== Problem details ==
Rewrite only the lines from the one containing "Each instance of the man's eyebrow" through the one containing "x=622 y=327". Change every "marker" to "point" and leave all else unchanged.

(Point-based annotation data)
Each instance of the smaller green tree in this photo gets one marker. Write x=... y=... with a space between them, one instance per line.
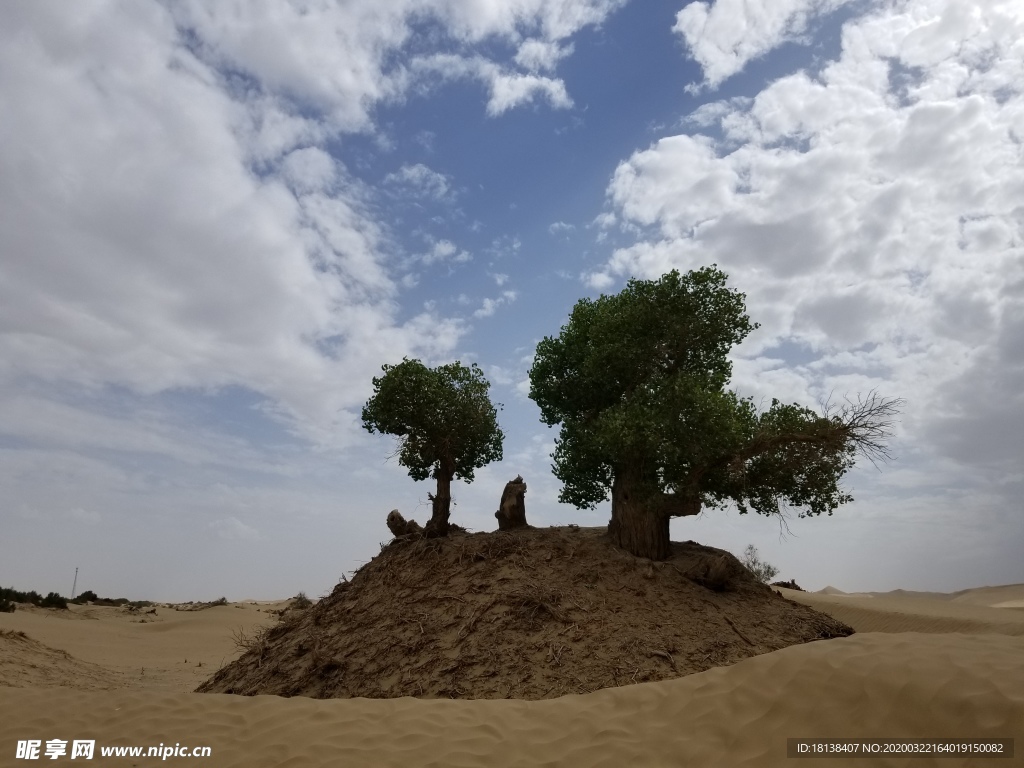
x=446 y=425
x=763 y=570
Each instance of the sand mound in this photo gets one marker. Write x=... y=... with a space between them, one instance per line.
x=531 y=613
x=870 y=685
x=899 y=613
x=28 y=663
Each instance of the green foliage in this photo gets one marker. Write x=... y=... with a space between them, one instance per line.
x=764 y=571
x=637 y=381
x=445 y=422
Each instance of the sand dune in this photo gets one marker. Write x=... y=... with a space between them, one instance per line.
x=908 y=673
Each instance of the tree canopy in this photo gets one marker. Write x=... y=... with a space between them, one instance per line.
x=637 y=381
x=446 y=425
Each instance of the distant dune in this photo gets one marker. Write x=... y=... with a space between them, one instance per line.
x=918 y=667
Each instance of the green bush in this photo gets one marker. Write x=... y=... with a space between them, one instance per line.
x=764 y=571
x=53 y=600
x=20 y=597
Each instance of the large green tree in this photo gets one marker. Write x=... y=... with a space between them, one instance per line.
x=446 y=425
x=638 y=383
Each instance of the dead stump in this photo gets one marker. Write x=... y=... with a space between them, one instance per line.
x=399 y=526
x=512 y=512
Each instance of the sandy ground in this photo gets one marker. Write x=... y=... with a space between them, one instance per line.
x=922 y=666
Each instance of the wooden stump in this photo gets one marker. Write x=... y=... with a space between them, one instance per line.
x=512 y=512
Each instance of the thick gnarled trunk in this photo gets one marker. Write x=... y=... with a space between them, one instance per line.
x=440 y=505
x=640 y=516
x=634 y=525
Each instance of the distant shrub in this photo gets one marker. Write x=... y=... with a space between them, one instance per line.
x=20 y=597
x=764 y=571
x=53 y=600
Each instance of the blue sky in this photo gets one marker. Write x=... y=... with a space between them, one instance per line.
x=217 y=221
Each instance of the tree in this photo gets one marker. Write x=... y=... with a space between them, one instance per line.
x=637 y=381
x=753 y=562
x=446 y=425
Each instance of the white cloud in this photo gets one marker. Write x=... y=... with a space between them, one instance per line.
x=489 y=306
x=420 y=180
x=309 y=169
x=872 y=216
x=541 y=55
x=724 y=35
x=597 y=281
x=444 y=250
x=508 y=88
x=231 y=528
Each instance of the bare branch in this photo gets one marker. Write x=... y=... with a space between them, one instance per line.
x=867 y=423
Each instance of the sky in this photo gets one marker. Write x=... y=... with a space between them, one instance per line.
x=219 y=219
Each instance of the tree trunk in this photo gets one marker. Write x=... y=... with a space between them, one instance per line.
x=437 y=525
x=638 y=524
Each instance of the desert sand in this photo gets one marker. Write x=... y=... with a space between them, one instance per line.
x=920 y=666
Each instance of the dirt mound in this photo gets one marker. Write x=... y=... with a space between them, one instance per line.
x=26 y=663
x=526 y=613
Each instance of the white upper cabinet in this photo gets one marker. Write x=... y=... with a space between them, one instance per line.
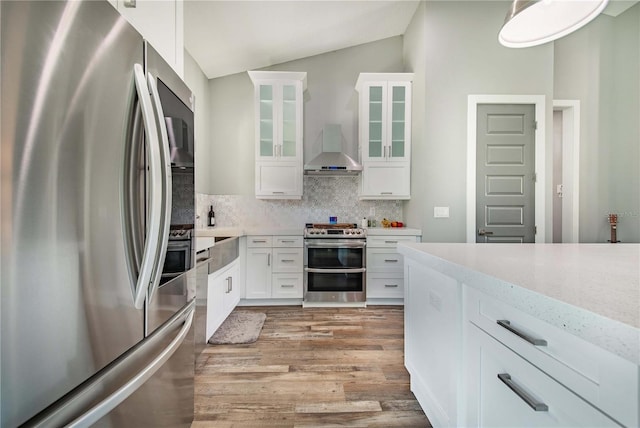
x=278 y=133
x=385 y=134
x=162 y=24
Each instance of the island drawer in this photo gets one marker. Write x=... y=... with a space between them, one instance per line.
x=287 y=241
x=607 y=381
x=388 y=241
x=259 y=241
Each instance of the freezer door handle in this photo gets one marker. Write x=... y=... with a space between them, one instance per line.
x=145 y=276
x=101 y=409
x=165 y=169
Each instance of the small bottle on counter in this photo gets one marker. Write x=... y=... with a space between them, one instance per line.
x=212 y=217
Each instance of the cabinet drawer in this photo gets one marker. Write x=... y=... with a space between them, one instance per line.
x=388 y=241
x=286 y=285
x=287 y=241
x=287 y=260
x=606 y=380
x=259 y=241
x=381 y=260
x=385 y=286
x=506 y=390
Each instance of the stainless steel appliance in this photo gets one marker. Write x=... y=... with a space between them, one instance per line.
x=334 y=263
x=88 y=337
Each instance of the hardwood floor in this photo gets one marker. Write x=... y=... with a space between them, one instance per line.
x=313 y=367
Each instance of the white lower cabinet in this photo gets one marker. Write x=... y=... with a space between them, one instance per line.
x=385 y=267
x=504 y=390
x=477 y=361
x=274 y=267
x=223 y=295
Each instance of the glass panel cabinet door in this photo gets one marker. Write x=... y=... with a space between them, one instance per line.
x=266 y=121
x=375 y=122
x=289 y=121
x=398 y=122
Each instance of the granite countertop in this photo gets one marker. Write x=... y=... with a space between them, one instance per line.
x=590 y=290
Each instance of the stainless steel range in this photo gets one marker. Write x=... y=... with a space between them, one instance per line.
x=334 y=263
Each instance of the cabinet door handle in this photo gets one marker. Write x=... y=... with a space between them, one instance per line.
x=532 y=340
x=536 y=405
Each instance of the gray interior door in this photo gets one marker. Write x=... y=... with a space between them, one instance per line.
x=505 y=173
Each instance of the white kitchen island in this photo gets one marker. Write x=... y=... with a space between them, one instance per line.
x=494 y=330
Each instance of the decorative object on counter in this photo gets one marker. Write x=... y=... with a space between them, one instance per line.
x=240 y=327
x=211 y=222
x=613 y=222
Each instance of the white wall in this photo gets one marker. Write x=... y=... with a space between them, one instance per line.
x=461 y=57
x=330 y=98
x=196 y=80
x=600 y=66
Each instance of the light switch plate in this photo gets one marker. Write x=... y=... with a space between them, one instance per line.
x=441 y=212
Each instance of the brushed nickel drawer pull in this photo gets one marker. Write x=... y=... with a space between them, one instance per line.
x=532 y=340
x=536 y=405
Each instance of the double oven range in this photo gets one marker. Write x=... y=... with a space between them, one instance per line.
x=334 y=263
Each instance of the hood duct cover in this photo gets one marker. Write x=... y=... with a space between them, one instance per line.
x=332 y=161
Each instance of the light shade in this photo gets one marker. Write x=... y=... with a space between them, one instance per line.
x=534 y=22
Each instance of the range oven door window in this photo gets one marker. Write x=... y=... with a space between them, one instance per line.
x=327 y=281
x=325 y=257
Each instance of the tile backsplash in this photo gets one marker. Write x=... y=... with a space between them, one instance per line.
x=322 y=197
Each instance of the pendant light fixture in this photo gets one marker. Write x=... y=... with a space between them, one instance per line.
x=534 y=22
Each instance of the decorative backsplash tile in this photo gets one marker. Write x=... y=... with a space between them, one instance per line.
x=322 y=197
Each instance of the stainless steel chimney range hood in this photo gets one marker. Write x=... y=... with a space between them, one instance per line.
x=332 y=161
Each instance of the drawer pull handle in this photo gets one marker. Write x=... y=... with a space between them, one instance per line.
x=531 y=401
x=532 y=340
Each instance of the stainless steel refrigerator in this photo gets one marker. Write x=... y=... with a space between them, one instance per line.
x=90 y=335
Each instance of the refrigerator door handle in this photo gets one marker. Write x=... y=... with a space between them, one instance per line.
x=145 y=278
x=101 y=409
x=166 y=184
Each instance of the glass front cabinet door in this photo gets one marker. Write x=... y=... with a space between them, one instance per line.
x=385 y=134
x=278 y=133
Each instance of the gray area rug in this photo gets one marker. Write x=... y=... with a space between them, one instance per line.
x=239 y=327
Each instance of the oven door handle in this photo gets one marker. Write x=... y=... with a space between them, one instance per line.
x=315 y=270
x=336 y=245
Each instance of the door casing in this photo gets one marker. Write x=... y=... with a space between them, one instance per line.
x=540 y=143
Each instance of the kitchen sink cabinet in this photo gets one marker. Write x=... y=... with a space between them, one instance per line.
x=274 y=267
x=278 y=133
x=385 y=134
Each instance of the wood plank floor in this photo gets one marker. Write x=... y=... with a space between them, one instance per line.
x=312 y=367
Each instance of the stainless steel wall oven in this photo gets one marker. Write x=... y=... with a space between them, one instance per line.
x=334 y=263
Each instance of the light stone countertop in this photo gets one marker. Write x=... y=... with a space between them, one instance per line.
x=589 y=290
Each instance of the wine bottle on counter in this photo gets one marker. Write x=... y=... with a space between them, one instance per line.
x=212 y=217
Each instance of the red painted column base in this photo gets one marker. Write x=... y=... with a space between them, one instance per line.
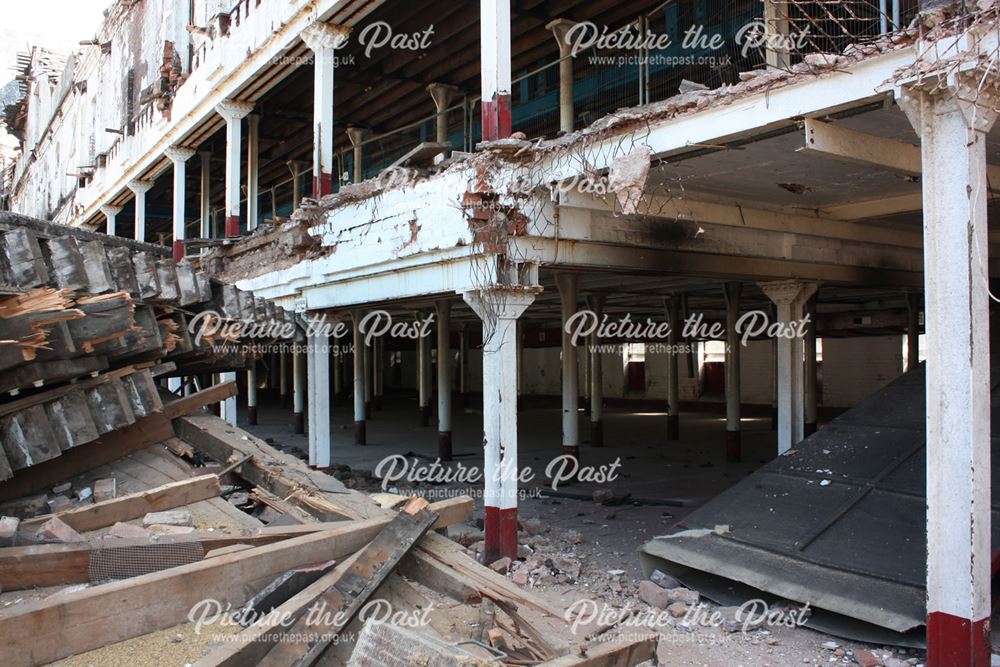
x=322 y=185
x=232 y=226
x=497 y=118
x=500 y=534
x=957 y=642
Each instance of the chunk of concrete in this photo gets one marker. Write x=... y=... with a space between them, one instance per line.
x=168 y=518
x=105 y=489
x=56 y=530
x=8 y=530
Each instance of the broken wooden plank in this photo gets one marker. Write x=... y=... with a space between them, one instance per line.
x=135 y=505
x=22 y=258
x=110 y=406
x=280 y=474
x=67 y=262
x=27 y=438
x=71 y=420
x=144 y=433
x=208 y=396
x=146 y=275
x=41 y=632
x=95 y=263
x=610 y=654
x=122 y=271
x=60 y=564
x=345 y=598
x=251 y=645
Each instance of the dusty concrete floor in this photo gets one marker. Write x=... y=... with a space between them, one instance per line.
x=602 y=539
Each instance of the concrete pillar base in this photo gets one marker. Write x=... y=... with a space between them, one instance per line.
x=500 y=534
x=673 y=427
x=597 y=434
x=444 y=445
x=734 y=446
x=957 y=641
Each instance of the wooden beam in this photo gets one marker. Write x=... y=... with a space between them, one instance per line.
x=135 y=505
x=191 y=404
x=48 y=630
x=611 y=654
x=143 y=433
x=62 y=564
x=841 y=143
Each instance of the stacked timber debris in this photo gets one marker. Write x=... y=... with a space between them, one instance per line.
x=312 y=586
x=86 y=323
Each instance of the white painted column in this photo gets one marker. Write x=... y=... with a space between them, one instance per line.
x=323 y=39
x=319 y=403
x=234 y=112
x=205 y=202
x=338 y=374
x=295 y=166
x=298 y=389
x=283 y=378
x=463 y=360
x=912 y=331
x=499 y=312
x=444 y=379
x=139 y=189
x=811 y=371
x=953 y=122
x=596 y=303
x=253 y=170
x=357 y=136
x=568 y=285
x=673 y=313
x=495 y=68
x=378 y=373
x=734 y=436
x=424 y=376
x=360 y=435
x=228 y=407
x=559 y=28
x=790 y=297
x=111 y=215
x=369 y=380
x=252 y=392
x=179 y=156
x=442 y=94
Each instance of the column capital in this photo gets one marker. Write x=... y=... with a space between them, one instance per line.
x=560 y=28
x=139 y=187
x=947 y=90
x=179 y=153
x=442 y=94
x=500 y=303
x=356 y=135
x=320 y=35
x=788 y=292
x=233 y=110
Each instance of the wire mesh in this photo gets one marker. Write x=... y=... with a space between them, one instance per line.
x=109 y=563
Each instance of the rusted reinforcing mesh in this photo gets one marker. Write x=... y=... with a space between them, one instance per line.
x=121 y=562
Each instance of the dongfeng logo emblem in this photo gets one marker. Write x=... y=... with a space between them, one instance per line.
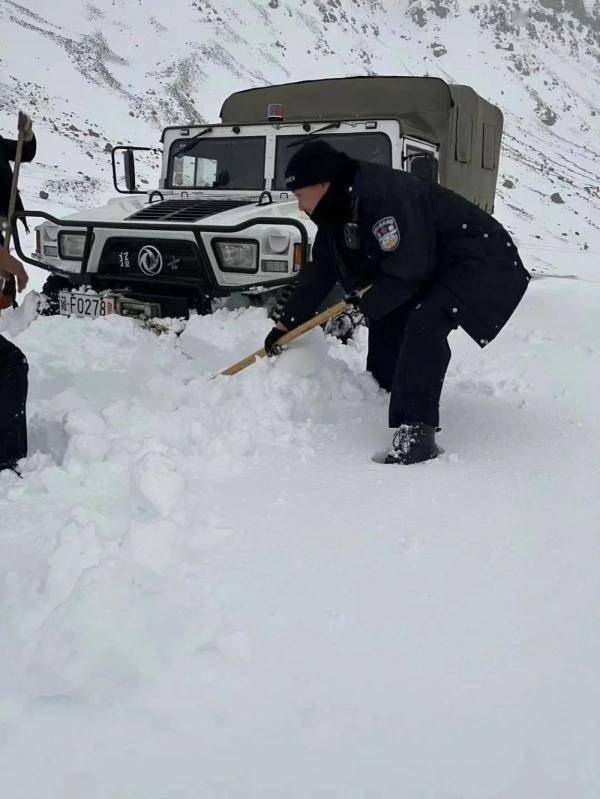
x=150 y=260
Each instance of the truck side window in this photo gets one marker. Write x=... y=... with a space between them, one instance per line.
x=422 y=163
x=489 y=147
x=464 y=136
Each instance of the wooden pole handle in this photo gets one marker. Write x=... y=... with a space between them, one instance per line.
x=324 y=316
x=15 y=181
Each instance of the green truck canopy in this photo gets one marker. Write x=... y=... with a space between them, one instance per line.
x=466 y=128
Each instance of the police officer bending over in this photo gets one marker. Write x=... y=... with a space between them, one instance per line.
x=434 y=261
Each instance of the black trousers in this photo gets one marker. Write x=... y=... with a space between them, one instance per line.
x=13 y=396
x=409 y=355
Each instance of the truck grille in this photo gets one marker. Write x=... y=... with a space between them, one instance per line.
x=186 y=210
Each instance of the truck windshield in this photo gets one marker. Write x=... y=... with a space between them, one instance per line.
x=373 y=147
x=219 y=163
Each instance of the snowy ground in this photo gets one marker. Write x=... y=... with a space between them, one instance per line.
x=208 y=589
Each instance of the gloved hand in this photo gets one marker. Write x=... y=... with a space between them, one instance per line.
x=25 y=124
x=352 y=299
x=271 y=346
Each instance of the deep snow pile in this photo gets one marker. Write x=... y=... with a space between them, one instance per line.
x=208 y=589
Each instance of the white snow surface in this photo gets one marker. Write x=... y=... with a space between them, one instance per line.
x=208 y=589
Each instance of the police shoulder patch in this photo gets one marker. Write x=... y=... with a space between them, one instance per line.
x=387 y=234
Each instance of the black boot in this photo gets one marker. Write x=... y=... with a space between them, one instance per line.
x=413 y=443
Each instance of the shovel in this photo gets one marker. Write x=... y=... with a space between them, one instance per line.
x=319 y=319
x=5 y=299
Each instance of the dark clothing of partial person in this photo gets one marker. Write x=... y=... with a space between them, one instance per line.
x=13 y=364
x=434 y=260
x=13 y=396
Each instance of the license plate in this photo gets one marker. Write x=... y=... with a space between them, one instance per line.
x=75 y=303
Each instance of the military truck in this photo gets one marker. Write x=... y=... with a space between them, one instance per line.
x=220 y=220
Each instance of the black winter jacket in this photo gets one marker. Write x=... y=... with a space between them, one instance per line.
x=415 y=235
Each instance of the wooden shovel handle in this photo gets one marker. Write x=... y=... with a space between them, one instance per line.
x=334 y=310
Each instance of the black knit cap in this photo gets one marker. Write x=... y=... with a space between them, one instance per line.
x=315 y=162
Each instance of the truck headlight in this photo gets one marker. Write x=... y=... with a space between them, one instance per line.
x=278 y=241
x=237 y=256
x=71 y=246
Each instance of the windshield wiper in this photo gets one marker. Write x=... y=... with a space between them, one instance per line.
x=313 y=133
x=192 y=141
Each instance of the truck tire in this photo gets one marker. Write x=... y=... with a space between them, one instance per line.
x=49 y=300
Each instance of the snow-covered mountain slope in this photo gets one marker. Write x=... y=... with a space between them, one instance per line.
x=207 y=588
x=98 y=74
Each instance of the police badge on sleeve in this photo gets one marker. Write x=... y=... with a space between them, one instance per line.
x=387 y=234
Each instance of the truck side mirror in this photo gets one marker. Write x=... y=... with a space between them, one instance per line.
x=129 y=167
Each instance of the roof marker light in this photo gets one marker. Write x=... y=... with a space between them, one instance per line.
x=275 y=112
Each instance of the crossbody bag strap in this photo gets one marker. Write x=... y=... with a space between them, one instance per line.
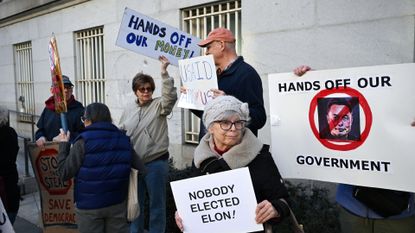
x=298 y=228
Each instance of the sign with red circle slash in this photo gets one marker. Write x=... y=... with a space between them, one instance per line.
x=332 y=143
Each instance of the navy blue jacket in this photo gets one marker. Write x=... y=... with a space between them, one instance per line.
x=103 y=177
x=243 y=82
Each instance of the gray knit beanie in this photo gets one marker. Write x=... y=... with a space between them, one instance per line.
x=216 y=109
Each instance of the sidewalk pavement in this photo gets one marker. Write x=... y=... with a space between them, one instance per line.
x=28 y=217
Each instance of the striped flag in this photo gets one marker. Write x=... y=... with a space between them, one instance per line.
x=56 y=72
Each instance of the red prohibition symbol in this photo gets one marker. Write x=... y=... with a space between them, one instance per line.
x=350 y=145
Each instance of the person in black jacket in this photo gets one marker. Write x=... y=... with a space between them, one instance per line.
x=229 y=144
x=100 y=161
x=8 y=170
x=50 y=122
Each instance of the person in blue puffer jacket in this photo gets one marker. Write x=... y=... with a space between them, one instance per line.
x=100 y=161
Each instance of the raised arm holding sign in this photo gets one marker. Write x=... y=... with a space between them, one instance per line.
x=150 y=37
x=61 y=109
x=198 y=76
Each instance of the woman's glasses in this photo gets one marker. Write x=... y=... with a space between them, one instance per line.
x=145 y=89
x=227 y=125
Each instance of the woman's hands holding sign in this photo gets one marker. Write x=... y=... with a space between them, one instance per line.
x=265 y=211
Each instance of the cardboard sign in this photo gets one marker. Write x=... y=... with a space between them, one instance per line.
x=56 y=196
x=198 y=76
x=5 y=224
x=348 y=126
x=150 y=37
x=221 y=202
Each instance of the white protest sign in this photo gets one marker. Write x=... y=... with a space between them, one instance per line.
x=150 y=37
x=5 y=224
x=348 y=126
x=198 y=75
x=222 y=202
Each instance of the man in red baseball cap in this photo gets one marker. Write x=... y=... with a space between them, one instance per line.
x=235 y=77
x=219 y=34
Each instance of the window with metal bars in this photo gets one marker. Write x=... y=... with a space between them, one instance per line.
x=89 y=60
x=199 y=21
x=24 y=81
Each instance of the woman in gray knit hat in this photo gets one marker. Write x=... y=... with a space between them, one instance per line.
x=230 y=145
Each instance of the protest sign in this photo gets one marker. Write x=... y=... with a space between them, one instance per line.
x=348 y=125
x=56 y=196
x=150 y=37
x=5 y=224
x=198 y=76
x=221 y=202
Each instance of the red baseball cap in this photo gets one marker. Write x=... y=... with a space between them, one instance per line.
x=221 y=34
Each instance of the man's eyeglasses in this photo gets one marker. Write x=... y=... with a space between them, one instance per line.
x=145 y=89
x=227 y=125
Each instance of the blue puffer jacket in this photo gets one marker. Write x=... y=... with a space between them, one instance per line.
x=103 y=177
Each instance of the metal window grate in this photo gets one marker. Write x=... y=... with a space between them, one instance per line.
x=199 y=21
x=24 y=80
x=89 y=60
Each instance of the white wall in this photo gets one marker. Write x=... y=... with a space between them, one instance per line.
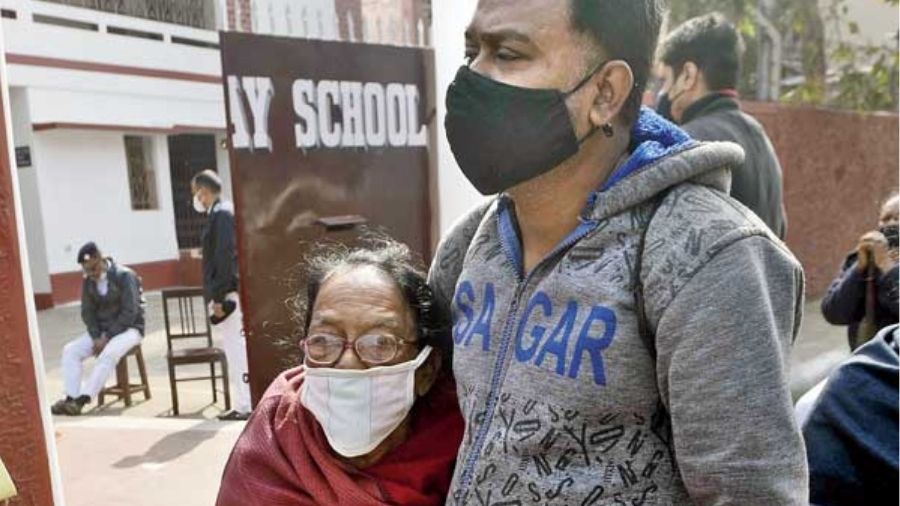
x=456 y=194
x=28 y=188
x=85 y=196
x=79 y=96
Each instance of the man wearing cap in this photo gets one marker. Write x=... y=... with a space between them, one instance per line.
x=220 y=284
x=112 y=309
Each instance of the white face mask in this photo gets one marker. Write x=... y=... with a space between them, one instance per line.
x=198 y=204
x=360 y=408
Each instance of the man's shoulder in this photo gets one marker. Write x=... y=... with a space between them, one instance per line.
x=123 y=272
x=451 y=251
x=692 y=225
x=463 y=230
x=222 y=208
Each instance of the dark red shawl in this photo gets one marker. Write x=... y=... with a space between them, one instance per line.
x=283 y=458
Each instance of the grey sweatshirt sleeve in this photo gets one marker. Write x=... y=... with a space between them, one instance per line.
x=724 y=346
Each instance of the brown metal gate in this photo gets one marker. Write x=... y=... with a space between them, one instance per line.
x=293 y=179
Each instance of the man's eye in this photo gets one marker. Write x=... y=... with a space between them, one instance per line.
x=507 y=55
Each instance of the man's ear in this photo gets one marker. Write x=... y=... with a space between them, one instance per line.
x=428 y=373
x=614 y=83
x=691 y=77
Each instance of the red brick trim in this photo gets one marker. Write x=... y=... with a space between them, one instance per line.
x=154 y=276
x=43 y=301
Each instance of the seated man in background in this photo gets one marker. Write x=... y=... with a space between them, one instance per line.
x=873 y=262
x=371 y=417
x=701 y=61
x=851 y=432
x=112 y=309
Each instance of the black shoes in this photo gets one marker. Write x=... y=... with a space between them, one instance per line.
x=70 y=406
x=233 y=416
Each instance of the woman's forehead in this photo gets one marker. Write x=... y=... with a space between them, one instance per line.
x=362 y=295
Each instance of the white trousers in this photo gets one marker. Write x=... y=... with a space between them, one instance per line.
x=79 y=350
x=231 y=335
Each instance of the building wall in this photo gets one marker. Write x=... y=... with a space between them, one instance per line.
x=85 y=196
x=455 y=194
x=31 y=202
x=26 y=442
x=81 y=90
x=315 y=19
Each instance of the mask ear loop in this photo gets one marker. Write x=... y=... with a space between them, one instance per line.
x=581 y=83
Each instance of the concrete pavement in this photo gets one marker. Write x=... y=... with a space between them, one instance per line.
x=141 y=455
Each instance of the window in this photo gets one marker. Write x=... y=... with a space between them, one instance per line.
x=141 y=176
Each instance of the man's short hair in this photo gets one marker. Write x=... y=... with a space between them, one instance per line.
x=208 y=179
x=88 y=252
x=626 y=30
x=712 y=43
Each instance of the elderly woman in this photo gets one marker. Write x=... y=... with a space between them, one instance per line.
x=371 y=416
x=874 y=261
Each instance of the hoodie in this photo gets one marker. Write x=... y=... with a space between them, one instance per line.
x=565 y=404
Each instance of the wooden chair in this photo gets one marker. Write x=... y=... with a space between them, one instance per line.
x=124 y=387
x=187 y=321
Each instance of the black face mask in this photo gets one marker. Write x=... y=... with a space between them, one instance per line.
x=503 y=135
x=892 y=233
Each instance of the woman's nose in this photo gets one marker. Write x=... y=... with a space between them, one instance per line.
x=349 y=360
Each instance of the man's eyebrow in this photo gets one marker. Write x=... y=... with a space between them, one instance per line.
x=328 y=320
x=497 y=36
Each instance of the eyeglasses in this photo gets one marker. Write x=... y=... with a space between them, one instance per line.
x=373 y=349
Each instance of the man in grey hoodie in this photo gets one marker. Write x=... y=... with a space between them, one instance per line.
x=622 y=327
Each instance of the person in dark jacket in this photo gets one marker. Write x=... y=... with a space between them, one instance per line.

== Finished task ==
Each instance of the man's eyebrow in this photo gets one point. Write x=... y=... with a space between them, one instance per line.
x=328 y=320
x=497 y=36
Each instance of the eyeglasses in this photo gets one point. Write x=... y=... with a space between them, one instance per line.
x=373 y=349
Each instance of the man in grey hoodie in this photo gets one point. Write x=... y=... with a space between them, one instance per line.
x=622 y=327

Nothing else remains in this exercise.